Region pointing data:

◆ ◆ ◆ ◆

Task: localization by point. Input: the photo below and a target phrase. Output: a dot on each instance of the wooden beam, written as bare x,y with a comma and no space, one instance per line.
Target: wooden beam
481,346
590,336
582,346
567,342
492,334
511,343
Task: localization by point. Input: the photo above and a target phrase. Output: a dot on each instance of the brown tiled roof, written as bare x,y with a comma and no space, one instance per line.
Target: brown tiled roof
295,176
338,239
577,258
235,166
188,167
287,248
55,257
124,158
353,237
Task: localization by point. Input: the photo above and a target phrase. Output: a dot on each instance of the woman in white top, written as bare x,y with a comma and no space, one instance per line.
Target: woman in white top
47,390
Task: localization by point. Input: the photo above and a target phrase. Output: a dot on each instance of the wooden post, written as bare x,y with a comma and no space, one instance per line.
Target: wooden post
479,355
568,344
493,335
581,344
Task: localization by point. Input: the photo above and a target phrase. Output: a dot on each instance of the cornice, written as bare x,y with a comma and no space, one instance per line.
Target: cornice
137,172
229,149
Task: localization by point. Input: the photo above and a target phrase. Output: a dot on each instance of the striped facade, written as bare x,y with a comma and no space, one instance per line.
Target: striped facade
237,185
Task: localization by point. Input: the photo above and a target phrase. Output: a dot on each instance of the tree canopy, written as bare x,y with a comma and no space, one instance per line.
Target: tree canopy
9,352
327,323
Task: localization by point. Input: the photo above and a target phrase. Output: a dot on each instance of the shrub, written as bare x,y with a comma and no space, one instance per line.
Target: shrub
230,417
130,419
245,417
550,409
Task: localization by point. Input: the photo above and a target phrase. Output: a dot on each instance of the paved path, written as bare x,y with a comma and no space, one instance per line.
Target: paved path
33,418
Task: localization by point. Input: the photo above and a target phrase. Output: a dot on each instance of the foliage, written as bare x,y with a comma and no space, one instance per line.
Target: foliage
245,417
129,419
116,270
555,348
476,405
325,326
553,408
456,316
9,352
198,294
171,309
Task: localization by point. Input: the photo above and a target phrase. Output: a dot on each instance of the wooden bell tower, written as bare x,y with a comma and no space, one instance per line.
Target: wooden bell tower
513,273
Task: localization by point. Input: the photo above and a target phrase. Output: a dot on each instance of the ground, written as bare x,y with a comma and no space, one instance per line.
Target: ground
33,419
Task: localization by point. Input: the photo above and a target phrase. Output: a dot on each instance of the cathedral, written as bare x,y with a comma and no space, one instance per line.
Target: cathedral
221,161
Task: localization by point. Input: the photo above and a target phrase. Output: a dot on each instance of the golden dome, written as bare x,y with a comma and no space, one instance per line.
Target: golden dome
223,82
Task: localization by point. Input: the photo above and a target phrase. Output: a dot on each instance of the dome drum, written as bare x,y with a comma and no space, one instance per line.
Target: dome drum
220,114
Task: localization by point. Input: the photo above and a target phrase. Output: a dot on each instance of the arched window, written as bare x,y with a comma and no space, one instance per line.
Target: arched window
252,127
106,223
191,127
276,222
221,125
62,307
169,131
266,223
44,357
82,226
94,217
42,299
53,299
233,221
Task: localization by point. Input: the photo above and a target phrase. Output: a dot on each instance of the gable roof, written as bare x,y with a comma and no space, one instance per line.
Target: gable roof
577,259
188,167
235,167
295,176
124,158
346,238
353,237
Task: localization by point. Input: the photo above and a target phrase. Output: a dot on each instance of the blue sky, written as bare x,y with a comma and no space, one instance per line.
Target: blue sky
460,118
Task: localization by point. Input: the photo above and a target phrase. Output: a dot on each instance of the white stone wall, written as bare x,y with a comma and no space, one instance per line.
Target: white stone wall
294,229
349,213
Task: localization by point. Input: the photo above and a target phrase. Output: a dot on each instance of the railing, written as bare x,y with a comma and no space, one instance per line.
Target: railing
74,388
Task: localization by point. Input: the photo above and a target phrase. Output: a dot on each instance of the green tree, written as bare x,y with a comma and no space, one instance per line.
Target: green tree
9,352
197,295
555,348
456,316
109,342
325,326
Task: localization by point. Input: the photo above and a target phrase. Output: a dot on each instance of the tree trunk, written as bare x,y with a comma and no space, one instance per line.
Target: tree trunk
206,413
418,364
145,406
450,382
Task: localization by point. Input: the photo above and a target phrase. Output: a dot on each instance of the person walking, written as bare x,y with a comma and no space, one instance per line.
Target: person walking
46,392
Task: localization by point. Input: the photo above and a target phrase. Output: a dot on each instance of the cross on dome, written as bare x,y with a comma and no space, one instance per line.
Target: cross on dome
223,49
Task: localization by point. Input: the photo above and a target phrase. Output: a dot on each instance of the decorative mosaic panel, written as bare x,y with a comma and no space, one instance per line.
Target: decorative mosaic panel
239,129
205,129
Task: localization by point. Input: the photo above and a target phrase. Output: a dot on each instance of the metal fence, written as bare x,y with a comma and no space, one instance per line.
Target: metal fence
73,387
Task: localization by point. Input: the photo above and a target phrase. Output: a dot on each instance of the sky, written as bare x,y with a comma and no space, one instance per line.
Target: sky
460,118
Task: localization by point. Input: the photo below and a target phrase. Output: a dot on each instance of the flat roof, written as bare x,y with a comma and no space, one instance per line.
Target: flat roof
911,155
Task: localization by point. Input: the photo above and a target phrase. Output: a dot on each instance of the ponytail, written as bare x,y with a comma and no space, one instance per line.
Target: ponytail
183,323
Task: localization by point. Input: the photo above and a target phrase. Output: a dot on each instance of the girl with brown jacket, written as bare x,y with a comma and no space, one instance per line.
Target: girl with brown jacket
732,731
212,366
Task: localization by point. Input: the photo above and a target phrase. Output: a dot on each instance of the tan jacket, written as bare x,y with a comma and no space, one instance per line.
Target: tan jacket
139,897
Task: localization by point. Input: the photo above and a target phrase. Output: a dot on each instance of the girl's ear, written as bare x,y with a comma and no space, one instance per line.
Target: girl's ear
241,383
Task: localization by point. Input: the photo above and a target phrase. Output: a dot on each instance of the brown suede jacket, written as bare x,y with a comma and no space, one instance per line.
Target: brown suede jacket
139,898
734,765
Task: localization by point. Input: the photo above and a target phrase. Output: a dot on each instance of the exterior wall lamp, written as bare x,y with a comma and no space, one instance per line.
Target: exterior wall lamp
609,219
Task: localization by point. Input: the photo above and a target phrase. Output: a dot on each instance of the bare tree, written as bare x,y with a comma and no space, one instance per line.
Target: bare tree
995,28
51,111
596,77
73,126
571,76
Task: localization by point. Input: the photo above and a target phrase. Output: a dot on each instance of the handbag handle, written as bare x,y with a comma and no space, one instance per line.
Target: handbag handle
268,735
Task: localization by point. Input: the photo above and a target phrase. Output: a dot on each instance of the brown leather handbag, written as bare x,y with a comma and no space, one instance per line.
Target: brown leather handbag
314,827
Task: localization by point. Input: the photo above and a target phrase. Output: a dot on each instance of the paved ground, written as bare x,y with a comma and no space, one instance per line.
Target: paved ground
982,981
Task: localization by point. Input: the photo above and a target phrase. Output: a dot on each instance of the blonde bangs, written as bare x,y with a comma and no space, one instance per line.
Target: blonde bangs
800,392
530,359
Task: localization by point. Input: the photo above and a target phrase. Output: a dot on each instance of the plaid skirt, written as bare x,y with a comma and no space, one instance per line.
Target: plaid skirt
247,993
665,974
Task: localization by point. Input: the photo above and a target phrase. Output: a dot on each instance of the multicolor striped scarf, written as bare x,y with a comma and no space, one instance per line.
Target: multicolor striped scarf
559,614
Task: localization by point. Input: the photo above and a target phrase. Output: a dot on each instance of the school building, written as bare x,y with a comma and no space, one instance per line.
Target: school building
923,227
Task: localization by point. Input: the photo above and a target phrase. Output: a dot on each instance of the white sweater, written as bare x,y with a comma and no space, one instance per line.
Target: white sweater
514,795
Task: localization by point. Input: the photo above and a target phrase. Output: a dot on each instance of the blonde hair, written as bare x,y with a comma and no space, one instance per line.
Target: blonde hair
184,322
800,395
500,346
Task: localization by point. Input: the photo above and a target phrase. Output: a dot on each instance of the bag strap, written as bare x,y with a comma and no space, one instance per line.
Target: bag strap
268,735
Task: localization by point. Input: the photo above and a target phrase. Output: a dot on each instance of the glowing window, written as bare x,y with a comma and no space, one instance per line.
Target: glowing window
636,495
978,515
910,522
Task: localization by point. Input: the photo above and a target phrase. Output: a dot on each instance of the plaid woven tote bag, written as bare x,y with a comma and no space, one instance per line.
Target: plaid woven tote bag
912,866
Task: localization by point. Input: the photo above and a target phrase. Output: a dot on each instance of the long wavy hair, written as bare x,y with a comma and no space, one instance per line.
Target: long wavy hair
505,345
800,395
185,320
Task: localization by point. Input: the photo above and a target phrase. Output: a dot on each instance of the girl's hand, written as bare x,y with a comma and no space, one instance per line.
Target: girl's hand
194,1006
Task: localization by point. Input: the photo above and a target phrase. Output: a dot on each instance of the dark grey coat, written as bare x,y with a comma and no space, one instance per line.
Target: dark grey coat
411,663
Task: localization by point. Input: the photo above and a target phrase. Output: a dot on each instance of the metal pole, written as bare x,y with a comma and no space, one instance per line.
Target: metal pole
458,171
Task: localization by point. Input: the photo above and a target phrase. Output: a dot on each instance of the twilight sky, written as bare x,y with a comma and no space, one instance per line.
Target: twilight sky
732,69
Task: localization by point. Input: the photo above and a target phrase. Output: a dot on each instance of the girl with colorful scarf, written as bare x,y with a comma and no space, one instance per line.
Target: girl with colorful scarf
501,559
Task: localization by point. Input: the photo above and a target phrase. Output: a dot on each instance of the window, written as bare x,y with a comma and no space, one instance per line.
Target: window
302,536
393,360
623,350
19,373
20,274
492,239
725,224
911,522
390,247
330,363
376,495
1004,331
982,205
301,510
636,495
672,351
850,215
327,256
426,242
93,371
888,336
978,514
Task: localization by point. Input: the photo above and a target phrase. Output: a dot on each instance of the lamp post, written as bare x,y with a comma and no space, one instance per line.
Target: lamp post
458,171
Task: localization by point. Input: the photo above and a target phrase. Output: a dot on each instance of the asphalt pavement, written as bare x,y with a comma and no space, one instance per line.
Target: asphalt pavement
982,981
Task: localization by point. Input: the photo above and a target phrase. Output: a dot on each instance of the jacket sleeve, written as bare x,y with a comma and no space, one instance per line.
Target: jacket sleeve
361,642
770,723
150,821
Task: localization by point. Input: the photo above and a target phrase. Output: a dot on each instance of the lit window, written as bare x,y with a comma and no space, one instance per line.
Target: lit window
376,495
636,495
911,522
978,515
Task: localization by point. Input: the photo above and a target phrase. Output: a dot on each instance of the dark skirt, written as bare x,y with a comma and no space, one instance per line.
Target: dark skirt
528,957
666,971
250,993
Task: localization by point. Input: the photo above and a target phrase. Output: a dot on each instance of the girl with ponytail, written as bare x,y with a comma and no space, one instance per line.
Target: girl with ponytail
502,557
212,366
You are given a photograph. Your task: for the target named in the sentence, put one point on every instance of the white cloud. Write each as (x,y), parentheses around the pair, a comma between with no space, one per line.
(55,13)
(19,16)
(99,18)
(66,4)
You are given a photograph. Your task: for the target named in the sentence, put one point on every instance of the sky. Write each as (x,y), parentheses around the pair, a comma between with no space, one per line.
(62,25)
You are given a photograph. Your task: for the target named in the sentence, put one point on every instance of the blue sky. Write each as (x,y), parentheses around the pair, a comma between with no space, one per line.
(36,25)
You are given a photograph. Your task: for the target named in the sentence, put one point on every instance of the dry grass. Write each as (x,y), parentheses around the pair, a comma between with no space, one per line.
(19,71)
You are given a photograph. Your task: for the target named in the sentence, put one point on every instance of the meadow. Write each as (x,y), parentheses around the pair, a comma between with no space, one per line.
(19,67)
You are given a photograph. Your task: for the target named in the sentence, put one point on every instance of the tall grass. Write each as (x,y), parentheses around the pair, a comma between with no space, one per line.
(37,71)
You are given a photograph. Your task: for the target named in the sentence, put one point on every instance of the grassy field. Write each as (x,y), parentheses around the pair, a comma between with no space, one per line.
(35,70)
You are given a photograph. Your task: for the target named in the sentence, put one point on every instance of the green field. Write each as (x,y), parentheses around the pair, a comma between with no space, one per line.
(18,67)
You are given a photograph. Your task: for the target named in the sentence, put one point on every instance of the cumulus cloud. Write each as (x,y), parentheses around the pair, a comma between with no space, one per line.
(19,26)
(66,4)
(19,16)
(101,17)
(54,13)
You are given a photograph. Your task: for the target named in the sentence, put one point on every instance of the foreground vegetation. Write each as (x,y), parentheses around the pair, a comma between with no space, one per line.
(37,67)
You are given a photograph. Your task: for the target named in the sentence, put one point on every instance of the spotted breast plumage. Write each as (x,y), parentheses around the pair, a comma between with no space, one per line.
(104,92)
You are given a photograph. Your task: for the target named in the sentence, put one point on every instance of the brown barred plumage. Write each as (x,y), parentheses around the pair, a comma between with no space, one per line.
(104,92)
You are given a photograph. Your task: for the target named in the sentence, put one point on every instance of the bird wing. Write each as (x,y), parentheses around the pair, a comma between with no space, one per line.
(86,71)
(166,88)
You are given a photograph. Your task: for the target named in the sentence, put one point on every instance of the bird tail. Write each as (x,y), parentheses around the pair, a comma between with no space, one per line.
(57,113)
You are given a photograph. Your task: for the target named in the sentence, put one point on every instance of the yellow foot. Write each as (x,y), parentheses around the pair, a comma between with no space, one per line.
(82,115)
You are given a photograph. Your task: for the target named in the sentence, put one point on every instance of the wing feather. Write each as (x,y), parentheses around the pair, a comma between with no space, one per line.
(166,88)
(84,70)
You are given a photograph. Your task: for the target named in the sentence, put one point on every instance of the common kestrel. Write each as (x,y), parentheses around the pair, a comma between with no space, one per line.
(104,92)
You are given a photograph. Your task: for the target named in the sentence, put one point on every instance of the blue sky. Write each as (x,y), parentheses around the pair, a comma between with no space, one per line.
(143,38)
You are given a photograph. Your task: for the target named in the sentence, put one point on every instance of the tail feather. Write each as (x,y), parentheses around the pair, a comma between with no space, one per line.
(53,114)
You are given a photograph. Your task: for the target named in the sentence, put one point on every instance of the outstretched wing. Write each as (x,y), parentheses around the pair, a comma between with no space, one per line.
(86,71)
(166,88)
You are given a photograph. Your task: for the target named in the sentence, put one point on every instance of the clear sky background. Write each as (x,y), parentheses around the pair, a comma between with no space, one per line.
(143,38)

◆ ◆ ◆ ◆

WHAT IS NEEDED →
The lines above that hold the word "below" are the ones to copy.

ANSWER SECTION →
Task: localization by point. Input: the photo below and a target phrase. Output: a dot on each instance of the wooden beam, written as bare x,y with a comma and no space, one instance per line.
Task: localization by point. Input: the photo below and a target phrase. Output: a dot on each instance of the flat roof, written as bare x,y with a comma and no space, one instance per line.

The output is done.